Text for analysis =>
Local Models (Transformers.js)

import { pipeline } from '@xenova/transformers';

const extractor = await pipeline('feature-extraction', 'Xenova/all-MiniLM-L6-v2');
const output = await extractor('Your text here', { pooling: 'mean', normalize: true });
const embedding = Array.from(output.data); // 384 dimensions

API Reference

vectorSearch()

client.vectorSearch(
collection: string,
vector: number[],
limit: number,
options?: {
metric?: 'Cosine' | 'Euclidean' | 'DotProduct',
threshold?: number, // Minimum similarity score (0.0-1.0)
vector_field?: string, // Default: 'embedding'
filters?: Record<string, any>, // Metadata filters
normalize?: boolean, // Auto-normalize vectors (default: true)
bypass_cache?: boolean,
select_fields?: string[], // Field projection
exclude_fields?: string[],
}
): Promise<SearchResult[]>

hybridSearch()

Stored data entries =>

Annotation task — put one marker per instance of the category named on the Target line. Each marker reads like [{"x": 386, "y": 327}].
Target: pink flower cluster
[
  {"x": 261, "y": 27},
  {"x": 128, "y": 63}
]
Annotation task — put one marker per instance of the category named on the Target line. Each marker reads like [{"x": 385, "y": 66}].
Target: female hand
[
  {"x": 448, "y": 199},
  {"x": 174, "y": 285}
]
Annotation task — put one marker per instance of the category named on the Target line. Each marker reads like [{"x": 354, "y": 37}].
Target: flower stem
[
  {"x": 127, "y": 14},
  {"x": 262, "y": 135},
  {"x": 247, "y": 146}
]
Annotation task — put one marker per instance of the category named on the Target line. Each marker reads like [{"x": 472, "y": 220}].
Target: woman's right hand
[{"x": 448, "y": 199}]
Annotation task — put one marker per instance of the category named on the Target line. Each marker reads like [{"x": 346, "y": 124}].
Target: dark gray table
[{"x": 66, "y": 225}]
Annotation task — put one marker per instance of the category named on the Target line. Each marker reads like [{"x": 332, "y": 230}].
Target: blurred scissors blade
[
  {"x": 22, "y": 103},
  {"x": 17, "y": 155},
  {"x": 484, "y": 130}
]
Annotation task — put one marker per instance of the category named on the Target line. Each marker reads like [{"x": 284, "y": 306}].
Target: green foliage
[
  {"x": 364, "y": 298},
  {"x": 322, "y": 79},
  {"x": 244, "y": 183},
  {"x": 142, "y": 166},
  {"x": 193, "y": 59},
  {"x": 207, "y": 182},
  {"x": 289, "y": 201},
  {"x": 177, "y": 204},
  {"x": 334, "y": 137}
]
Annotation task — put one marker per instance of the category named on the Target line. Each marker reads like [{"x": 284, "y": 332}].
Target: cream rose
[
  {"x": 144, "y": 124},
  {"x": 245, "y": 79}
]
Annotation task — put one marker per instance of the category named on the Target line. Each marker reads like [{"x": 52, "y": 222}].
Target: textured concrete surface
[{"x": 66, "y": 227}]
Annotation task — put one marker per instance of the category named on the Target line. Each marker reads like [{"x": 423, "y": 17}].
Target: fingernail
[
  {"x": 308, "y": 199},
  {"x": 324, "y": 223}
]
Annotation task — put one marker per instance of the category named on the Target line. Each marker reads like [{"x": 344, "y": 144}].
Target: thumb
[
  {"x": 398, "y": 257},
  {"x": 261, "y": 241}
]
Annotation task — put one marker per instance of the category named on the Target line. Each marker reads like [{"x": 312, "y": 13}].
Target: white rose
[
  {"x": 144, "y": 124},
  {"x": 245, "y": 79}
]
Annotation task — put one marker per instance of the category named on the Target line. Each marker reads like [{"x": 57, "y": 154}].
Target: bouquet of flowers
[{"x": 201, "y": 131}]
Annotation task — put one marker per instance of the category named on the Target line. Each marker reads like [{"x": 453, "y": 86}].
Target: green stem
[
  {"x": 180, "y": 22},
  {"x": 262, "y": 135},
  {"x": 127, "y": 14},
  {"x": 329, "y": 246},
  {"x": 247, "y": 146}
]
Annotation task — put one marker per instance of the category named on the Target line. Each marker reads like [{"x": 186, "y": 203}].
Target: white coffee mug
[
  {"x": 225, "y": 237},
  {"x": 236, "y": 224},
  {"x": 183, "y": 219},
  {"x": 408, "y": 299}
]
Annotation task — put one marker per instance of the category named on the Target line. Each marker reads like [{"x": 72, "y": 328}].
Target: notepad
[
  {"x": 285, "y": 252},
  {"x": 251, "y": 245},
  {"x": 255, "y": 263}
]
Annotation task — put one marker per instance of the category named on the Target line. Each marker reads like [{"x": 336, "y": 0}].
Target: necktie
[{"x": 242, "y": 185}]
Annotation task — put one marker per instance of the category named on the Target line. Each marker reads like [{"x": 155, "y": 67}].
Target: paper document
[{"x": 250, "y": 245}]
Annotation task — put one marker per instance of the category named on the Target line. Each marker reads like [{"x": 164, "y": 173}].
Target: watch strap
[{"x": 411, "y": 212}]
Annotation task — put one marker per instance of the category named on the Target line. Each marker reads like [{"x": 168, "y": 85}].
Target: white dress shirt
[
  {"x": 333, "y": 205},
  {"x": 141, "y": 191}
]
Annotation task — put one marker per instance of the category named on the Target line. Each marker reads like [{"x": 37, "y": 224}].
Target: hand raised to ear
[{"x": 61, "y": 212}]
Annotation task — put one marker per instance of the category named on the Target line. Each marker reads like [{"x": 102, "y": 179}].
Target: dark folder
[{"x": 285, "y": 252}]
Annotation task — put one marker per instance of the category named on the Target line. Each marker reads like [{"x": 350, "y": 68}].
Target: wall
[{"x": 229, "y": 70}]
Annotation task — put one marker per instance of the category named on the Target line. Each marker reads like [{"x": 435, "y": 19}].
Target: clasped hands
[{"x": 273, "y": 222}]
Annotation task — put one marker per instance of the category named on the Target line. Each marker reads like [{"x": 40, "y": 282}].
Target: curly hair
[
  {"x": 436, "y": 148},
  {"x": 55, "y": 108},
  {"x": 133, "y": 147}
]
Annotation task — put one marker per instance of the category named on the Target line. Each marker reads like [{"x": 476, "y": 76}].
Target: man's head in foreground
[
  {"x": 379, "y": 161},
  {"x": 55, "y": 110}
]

Brief 1 =>
Answer these questions about the vector search documentation:
(a) How many dimensions does the embedding from the Xenova/all-MiniLM-L6-v2 model have?
(b) What is the default value of vector_field in vectorSearch()?
(c) Which three values can the metric option take?
Brief 2 => Please carry on the vector search documentation from its last line, hybridSearch().

Task response 1 =>
(a) 384
(b) 'embedding'
(c) 'Cosine', 'Euclidean' and 'DotProduct'

Task response 2 =>
client.hybridSearch(
collection: string,
options: {
text_query: string,
vector: number[],
text_weight: number,
vector_weight: number,
limit: number,
metric?: 'Cosine' | 'Euclidean' | 'DotProduct'
}
): Promise<SearchResult[]>

Best Practices

  1. Match Dimensions: Ensure vector dimensions match your embedding model
  2. Use Schemas: Define dimensions in schema for validation
  3. Choose Right Metric: Cosine for most AI embeddings (OpenAI, Cohere, etc.)
  4. Batch Operations: Use batchInsert for multiple vectors
  5. Set Thresholds: Filter low-relevance results with threshold parameter
  6. Use Metadata Filters: Reduce search space when possible
  7. Field Projection: Only return fields you need
  8. Monitor Performance: Track query latency (< 100ms target for < 100K vectors)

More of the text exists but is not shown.